## What you are asked to do
Starting at the line with "the black alloy wheel", retype each line exactly up to and including the final line of the records below.

## Records for the task
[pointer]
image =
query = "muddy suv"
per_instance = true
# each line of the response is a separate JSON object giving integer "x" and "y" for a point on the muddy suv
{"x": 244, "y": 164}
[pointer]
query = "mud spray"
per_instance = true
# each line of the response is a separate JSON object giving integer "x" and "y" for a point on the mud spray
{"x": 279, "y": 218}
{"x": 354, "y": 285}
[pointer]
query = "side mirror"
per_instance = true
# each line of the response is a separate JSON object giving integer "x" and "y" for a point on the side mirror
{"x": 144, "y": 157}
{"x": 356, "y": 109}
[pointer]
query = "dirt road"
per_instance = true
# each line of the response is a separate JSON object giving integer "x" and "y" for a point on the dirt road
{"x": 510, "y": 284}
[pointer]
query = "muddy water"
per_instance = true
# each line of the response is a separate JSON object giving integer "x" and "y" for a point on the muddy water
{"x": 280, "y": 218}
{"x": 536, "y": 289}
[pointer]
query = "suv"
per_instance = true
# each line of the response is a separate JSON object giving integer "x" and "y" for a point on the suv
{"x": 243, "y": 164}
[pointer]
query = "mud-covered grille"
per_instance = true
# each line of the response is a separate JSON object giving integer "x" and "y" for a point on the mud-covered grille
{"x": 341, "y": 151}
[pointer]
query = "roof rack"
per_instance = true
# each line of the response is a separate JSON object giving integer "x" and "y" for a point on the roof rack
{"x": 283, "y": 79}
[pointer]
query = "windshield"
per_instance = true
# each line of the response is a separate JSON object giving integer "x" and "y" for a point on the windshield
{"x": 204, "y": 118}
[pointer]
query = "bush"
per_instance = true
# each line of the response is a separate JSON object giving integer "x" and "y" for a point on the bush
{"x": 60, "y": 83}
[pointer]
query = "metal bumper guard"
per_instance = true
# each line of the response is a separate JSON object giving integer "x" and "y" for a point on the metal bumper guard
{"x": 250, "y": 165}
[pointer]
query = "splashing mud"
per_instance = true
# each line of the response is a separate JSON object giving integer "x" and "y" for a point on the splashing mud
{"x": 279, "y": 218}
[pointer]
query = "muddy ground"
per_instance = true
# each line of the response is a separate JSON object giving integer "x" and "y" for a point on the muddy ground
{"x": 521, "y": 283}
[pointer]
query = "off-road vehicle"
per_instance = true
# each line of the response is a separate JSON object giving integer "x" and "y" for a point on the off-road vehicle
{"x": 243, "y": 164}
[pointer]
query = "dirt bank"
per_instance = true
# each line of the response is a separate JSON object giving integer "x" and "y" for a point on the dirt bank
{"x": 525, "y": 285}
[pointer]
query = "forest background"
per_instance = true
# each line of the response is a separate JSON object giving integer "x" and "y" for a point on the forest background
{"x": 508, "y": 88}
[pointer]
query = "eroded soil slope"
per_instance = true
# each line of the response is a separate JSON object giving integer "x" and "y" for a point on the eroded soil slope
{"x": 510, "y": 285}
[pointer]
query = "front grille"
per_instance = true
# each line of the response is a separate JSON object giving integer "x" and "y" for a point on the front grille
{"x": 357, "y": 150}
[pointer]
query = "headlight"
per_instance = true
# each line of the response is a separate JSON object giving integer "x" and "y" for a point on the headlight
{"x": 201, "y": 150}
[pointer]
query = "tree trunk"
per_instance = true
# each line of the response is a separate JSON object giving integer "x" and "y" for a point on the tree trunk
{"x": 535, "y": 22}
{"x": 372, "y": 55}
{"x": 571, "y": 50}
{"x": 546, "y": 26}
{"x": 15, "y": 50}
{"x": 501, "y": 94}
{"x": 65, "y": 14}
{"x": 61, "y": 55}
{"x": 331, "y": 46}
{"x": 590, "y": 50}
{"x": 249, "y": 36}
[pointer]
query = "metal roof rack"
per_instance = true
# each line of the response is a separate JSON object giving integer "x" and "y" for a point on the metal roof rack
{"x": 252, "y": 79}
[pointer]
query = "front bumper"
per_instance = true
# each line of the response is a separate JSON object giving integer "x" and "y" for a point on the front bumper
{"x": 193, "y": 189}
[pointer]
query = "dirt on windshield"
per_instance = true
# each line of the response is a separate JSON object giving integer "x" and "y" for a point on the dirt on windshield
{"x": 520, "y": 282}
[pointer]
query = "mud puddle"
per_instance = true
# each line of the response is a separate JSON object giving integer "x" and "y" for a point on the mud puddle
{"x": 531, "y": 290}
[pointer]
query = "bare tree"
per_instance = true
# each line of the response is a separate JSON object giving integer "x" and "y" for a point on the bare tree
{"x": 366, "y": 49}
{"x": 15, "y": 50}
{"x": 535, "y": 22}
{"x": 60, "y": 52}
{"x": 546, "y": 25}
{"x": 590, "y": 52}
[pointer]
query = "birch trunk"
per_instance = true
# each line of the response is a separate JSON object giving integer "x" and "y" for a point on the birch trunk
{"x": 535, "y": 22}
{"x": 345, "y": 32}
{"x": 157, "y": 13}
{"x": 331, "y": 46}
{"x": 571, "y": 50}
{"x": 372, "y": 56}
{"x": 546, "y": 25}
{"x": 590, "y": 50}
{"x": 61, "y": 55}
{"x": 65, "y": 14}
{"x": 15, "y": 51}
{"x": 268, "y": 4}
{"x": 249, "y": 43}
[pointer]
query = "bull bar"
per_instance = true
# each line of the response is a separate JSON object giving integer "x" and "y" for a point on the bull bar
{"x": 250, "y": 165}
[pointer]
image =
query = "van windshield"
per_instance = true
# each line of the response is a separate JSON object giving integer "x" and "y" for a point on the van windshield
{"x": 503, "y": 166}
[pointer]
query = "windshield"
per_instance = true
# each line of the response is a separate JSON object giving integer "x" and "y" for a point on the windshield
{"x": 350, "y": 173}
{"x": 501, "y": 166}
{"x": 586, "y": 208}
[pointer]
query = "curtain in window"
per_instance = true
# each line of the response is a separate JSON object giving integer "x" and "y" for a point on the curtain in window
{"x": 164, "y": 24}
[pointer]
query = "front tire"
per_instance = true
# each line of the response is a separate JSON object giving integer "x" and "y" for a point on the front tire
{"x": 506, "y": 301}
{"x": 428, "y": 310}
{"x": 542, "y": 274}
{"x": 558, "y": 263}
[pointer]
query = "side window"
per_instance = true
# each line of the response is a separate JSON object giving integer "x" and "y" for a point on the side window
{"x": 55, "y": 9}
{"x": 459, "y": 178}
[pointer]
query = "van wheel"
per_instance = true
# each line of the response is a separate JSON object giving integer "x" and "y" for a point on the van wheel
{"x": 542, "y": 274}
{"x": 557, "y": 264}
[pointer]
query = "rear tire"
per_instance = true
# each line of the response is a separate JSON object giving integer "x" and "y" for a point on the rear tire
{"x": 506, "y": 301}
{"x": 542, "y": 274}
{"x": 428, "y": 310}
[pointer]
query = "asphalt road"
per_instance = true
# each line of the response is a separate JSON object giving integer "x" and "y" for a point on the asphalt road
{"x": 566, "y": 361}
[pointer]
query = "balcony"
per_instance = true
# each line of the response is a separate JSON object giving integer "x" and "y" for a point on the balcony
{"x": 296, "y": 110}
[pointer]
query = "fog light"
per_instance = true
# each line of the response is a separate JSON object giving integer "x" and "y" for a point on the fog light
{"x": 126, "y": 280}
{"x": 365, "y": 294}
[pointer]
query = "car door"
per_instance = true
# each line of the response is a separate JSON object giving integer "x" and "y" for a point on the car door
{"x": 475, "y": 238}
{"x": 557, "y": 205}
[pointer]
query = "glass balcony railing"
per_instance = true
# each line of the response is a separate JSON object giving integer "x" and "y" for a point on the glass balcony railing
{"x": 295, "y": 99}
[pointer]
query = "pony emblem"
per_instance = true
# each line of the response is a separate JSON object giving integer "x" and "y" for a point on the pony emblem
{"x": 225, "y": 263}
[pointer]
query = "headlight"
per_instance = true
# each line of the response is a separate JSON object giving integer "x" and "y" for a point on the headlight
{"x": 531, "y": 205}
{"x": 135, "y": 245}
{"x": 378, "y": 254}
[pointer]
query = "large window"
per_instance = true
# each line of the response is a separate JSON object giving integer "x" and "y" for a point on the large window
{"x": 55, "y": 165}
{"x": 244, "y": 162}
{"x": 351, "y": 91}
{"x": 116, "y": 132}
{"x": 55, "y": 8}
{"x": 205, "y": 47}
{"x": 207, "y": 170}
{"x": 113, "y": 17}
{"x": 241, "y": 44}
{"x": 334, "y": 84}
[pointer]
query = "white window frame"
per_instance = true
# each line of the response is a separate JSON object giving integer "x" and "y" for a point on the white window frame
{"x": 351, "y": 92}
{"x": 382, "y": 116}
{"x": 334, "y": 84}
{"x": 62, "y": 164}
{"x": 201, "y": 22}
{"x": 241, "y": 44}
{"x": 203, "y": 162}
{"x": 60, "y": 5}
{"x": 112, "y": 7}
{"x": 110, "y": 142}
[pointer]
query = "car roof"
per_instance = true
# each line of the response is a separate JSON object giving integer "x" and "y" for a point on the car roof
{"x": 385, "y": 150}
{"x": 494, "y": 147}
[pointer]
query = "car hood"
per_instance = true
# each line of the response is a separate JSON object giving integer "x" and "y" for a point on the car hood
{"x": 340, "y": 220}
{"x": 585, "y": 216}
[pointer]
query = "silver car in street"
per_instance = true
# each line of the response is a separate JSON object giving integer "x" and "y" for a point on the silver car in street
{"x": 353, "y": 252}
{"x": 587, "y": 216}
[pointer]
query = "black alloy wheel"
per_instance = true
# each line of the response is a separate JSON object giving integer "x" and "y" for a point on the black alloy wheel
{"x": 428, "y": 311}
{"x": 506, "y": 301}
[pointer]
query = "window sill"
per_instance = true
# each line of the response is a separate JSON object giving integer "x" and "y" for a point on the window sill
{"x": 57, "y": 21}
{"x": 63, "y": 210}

## Answer box
# each line of the response is a separate JSON object giving integer "x" and "y" for a point on the black alloy wheel
{"x": 428, "y": 311}
{"x": 506, "y": 301}
[pointer]
query = "window sill"
per_instance = true
# each line of the response is a separate JSON object giving integer "x" and "y" for a point on the window sill
{"x": 57, "y": 21}
{"x": 63, "y": 210}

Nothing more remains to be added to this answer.